**Work to complete:** Present every line of the items below as a Markdown table with the columns Row and Item line, numbering the rows in order and omitting blank lines.

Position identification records
* * *

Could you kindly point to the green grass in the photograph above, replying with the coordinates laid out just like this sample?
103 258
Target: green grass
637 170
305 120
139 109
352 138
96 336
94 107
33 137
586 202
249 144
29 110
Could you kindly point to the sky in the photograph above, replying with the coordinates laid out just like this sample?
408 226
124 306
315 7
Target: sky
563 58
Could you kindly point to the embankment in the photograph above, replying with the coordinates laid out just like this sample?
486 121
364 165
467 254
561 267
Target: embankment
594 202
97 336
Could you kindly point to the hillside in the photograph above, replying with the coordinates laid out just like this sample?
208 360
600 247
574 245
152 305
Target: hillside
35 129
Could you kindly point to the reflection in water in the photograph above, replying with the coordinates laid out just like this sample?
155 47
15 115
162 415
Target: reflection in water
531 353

* * *

**Correct result:**
| Row | Item line |
|---|---|
| 1 | Could you kindly point to the green grass in the photograph above, replying with the coordinates laid out just like this sample? |
| 2 | 103 258 |
| 3 | Target: green grass |
| 4 | 637 170 |
| 5 | 305 120 |
| 6 | 139 109 |
| 7 | 352 138 |
| 8 | 96 336 |
| 9 | 94 107 |
| 10 | 33 137 |
| 11 | 586 202 |
| 12 | 249 144 |
| 13 | 29 110 |
| 14 | Could you kindly point to the sky in the photograph above, replying with the coordinates laid out just like this sample? |
| 15 | 408 226 |
| 16 | 124 306 |
| 17 | 315 7 |
| 18 | Target: sky |
| 19 | 563 58 |
| 20 | Could you kindly point to the embankment in the photograph above, replying with the coordinates laid out just like this sample? |
| 21 | 486 121 |
| 22 | 364 165 |
| 23 | 467 254 |
| 24 | 561 267 |
| 25 | Target: embankment |
| 26 | 594 202 |
| 27 | 97 336 |
| 28 | Could you kindly point to the hillside in the photograph above, replying with the coordinates laid out just like this sample? |
| 29 | 208 360 |
| 30 | 600 247 |
| 31 | 574 245 |
| 32 | 152 305 |
| 33 | Target: hillside |
| 34 | 35 129 |
| 35 | Could you kindly point to the reflection in water in the photograph above, replying with the coordinates laid out just like this sample? |
| 36 | 155 47 |
| 37 | 15 115 |
| 38 | 162 415 |
| 39 | Target: reflection in water |
| 40 | 531 353 |